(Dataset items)
◇ ◇ ◇
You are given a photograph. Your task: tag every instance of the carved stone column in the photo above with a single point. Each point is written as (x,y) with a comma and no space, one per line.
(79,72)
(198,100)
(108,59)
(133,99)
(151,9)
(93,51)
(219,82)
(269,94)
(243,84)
◇ ◇ ◇
Put every line of the records above into a JSON list of strings, one string per line, and leave out any blank lines.

[PROBLEM SOLUTION]
[
  "You are given a photograph. Your task: tag every instance of the carved stone column in the photo above with a single point. Each point is written as (x,y) with a comma and no space, one per line.",
  "(79,72)",
  "(198,100)",
  "(108,59)",
  "(133,99)",
  "(151,9)",
  "(93,51)",
  "(219,82)",
  "(269,94)",
  "(243,84)"
]